* Problem *
Please list every line in the records below that contains the word "gothic".

* Data taken from a collection *
----

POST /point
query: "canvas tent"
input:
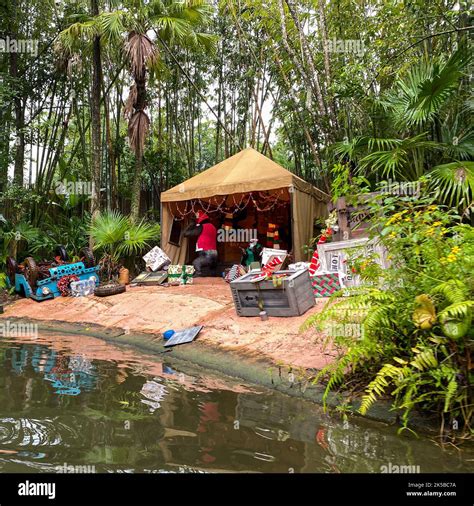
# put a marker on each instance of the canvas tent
(247, 173)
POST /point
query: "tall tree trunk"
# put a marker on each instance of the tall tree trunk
(136, 187)
(95, 117)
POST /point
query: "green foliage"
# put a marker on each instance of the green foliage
(419, 361)
(116, 235)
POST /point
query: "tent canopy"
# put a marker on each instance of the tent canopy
(245, 172)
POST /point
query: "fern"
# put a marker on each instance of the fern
(377, 387)
(457, 310)
(424, 360)
(451, 390)
(453, 291)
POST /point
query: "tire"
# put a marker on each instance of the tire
(12, 269)
(31, 271)
(106, 290)
(61, 253)
(87, 257)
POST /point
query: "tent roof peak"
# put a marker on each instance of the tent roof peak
(246, 171)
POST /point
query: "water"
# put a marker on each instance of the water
(69, 401)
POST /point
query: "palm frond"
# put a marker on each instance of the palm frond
(454, 183)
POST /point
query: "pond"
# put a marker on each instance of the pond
(81, 404)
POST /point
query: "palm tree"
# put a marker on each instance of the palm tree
(172, 22)
(434, 135)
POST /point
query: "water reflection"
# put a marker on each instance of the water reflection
(80, 401)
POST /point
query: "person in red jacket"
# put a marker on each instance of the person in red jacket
(206, 245)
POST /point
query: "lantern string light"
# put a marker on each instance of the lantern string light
(262, 201)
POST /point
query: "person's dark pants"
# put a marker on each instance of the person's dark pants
(206, 260)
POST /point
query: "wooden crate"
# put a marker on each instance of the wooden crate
(293, 298)
(333, 256)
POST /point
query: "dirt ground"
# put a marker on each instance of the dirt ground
(207, 302)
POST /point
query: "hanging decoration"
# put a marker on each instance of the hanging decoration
(263, 202)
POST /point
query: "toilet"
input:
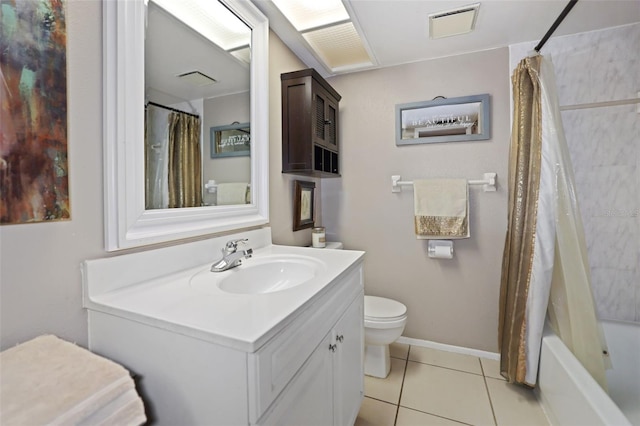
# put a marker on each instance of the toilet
(384, 321)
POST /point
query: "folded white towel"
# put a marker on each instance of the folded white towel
(232, 193)
(441, 208)
(50, 381)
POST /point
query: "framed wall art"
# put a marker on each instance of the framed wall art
(303, 205)
(466, 118)
(34, 179)
(233, 140)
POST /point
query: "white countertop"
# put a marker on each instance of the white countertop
(241, 321)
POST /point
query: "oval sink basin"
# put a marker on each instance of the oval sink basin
(262, 275)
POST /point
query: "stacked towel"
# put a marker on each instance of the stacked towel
(50, 381)
(441, 208)
(232, 193)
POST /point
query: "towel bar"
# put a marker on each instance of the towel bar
(489, 182)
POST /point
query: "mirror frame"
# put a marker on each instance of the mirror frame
(127, 223)
(484, 116)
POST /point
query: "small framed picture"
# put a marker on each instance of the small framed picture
(303, 205)
(231, 141)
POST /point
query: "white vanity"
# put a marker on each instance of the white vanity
(205, 354)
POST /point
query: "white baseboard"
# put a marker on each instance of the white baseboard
(448, 348)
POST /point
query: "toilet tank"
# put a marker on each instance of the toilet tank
(336, 245)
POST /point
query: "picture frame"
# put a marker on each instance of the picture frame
(303, 205)
(466, 118)
(233, 140)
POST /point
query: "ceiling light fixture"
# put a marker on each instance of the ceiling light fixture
(329, 31)
(212, 20)
(197, 78)
(452, 22)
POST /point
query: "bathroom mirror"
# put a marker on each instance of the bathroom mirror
(464, 118)
(128, 223)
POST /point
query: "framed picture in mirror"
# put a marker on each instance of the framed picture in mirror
(303, 205)
(466, 118)
(233, 140)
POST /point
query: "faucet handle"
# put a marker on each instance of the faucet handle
(232, 245)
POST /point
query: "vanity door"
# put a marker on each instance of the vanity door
(348, 383)
(308, 400)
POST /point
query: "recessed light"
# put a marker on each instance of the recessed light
(197, 78)
(452, 22)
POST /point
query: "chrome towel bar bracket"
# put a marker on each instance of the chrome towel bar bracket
(488, 183)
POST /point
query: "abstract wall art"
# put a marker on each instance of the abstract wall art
(34, 184)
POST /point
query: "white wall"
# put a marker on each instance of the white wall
(604, 143)
(449, 301)
(40, 281)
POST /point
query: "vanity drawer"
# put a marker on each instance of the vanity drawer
(273, 366)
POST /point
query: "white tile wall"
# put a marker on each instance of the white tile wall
(604, 144)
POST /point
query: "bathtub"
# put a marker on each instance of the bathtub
(570, 396)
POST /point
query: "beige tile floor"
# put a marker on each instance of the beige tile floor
(432, 387)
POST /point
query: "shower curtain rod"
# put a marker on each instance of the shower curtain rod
(555, 25)
(172, 109)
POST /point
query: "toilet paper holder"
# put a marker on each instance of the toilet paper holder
(440, 249)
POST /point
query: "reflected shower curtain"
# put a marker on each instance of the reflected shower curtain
(185, 177)
(545, 252)
(155, 158)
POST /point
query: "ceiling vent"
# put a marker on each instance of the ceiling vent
(453, 22)
(196, 78)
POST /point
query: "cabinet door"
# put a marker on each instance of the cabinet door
(308, 399)
(348, 382)
(325, 119)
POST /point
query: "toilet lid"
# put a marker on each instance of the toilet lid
(382, 308)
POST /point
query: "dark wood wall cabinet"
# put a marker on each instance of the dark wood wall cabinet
(309, 125)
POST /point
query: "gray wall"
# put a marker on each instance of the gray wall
(449, 301)
(40, 262)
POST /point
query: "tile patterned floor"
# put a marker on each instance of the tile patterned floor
(432, 387)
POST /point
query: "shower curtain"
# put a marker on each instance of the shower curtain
(173, 176)
(545, 265)
(185, 175)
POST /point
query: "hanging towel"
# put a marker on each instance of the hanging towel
(441, 208)
(232, 193)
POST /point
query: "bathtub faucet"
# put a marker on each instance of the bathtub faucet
(231, 257)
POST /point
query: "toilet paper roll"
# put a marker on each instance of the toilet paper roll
(440, 249)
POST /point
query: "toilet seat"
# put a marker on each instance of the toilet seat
(380, 312)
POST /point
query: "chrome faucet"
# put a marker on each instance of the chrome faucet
(231, 257)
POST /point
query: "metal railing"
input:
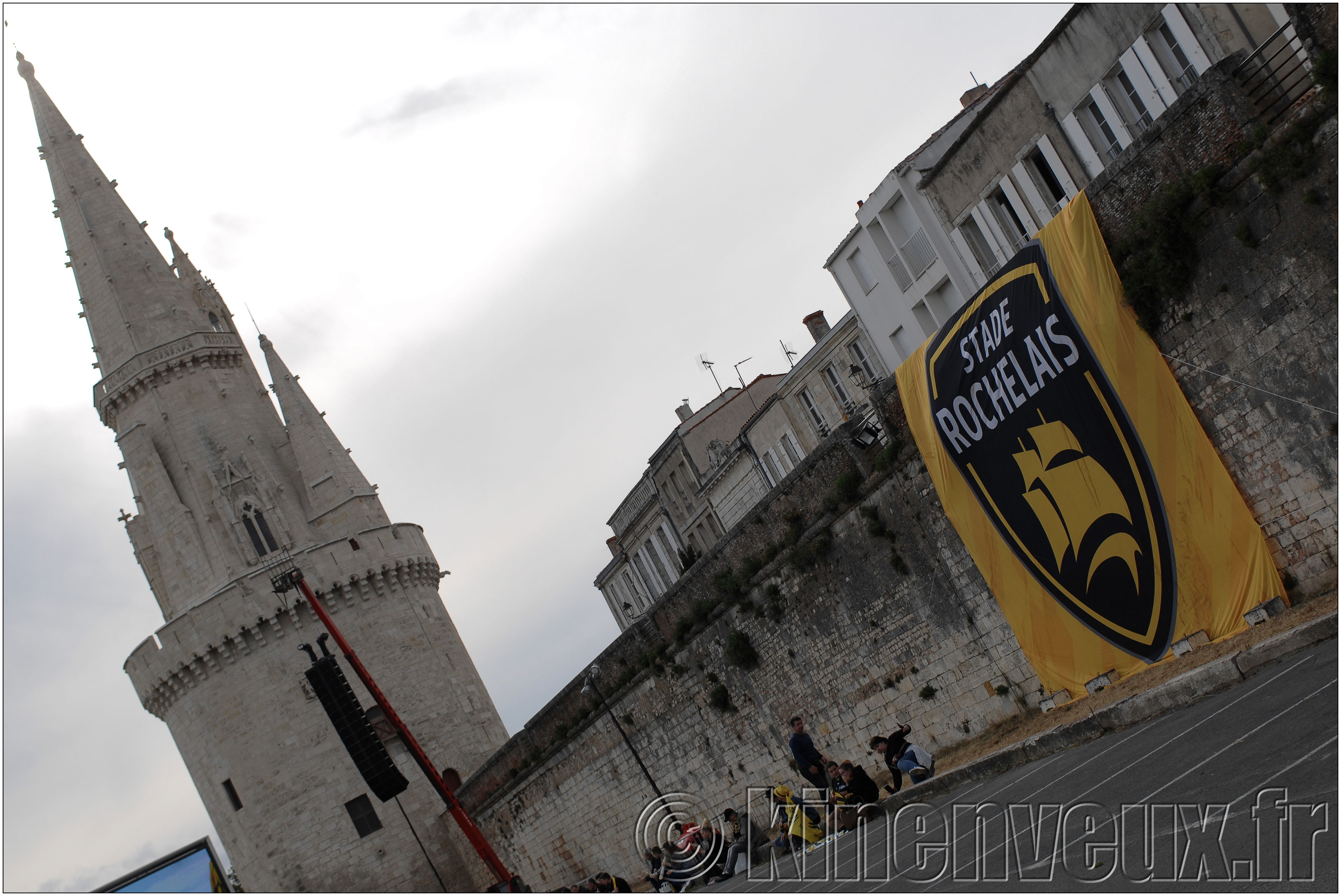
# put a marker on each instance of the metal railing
(1276, 74)
(919, 253)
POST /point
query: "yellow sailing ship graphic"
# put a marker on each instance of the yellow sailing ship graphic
(1069, 491)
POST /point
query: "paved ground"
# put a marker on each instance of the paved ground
(1250, 776)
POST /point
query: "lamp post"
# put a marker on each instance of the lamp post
(588, 689)
(869, 385)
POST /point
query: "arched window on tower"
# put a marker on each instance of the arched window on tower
(254, 521)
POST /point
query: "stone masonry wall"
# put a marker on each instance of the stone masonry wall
(1260, 316)
(856, 643)
(859, 639)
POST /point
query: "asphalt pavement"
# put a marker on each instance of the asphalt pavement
(1236, 792)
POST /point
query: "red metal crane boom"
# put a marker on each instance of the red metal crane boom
(454, 805)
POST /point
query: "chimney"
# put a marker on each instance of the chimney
(973, 94)
(817, 325)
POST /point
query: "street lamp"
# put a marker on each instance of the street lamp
(590, 687)
(859, 377)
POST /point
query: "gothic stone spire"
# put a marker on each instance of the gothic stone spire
(129, 294)
(332, 481)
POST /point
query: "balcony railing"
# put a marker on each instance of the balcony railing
(896, 266)
(919, 253)
(1276, 74)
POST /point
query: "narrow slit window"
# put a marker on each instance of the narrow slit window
(836, 384)
(364, 816)
(1105, 131)
(1045, 174)
(1143, 115)
(233, 794)
(254, 536)
(265, 532)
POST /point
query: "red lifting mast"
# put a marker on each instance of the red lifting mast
(463, 819)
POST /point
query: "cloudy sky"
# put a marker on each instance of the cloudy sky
(493, 242)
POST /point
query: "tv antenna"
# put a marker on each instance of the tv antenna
(743, 382)
(707, 365)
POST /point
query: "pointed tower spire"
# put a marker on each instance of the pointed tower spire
(330, 478)
(132, 300)
(200, 288)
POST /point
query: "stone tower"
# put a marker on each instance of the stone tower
(222, 485)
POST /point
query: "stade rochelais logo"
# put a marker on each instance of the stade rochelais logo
(1029, 418)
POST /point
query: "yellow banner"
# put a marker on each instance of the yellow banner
(1075, 470)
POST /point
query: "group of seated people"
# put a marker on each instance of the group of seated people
(702, 852)
(847, 793)
(603, 883)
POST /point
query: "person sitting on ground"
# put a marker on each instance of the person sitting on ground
(860, 786)
(892, 749)
(608, 883)
(903, 757)
(654, 859)
(810, 762)
(802, 820)
(839, 793)
(745, 840)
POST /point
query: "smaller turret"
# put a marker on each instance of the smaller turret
(337, 493)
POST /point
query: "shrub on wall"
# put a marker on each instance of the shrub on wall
(719, 699)
(739, 651)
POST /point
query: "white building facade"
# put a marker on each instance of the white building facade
(950, 215)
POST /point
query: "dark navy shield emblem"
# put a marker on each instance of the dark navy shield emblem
(1026, 412)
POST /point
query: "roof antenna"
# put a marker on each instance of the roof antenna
(743, 382)
(707, 365)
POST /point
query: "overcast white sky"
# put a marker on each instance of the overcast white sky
(493, 242)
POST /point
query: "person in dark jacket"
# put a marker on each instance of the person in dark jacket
(860, 785)
(608, 883)
(810, 762)
(745, 837)
(892, 748)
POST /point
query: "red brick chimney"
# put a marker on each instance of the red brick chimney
(817, 325)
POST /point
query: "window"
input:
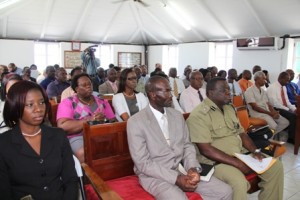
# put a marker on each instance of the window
(297, 58)
(170, 58)
(223, 55)
(46, 54)
(105, 55)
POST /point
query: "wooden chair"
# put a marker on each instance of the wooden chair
(109, 166)
(297, 134)
(242, 113)
(52, 113)
(238, 101)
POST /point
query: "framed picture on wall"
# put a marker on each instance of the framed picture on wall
(129, 59)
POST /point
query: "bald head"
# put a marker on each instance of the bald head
(196, 80)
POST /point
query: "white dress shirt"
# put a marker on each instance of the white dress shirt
(189, 98)
(237, 88)
(179, 83)
(274, 95)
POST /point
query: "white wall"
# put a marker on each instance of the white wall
(194, 54)
(20, 52)
(127, 48)
(275, 61)
(155, 54)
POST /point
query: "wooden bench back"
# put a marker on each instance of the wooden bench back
(106, 150)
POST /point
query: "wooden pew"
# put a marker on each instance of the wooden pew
(297, 134)
(107, 158)
(109, 165)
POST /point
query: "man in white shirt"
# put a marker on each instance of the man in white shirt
(278, 98)
(176, 83)
(259, 106)
(194, 94)
(163, 151)
(235, 88)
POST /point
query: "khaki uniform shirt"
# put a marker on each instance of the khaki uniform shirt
(208, 124)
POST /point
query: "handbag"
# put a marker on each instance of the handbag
(260, 136)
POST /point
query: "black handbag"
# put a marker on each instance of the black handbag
(260, 136)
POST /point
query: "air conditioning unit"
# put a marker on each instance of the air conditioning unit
(257, 43)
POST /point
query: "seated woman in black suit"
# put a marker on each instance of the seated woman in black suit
(35, 160)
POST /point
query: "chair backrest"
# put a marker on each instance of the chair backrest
(106, 150)
(238, 101)
(52, 113)
(80, 175)
(243, 116)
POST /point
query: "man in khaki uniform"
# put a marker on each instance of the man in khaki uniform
(218, 134)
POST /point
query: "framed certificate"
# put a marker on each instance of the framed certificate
(75, 46)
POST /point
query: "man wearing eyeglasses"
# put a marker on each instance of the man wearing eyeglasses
(164, 158)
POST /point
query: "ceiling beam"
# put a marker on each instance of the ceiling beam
(82, 19)
(153, 37)
(257, 18)
(134, 8)
(134, 35)
(111, 22)
(4, 27)
(16, 7)
(205, 7)
(48, 11)
(159, 22)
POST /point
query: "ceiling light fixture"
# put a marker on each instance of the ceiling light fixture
(179, 15)
(7, 3)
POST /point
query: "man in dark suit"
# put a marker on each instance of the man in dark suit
(159, 142)
(98, 79)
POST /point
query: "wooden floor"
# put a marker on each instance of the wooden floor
(291, 164)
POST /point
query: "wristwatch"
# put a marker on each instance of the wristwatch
(198, 169)
(257, 151)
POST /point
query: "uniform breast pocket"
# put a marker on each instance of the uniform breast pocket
(217, 130)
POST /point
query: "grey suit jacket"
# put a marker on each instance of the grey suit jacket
(106, 88)
(154, 160)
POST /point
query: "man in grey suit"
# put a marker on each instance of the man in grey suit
(161, 150)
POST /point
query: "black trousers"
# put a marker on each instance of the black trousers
(291, 116)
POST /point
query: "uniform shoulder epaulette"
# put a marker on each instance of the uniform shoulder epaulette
(204, 108)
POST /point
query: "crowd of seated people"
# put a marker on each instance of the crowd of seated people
(80, 104)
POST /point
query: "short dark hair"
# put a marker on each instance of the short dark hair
(8, 77)
(211, 84)
(123, 79)
(75, 69)
(150, 84)
(15, 101)
(74, 81)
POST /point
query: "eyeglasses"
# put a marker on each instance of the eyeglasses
(131, 78)
(164, 91)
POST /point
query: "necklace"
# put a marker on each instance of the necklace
(132, 95)
(86, 102)
(32, 135)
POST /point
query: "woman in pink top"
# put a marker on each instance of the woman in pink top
(73, 111)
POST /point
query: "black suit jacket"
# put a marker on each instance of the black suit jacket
(50, 175)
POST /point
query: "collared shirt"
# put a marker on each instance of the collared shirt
(189, 98)
(55, 88)
(158, 116)
(292, 90)
(258, 96)
(275, 99)
(208, 124)
(244, 84)
(235, 88)
(180, 85)
(113, 86)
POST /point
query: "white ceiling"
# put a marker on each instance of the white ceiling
(130, 22)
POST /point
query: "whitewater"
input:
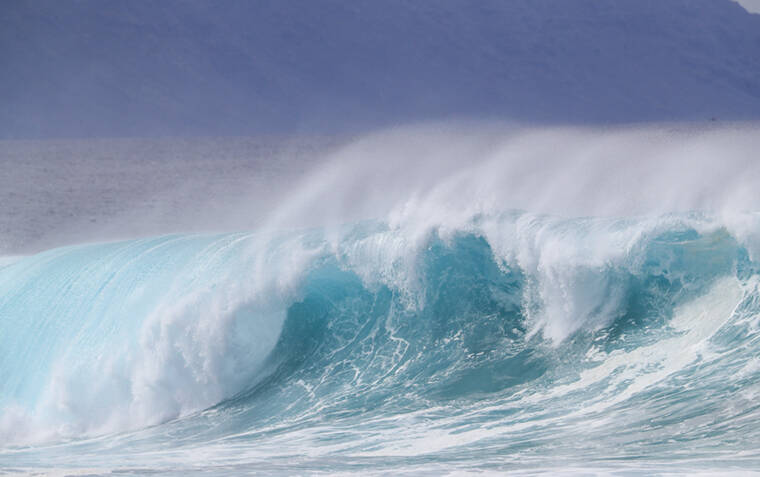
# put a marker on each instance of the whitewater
(436, 299)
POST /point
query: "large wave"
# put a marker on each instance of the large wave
(452, 326)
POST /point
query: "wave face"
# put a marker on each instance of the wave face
(511, 341)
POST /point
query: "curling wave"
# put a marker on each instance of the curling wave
(452, 334)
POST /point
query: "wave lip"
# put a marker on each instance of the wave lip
(512, 309)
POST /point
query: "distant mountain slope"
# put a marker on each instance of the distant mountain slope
(145, 67)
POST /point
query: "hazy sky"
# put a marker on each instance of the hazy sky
(751, 5)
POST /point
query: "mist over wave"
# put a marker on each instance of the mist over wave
(434, 295)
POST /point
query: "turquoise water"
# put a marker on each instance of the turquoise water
(511, 342)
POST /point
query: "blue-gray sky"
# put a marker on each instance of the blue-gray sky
(191, 67)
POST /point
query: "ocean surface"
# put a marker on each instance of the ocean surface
(554, 301)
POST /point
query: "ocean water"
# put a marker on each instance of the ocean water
(450, 333)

----

* Exercise output *
query: "gothic stone spire"
# put a marker on each instance of the gothic stone spire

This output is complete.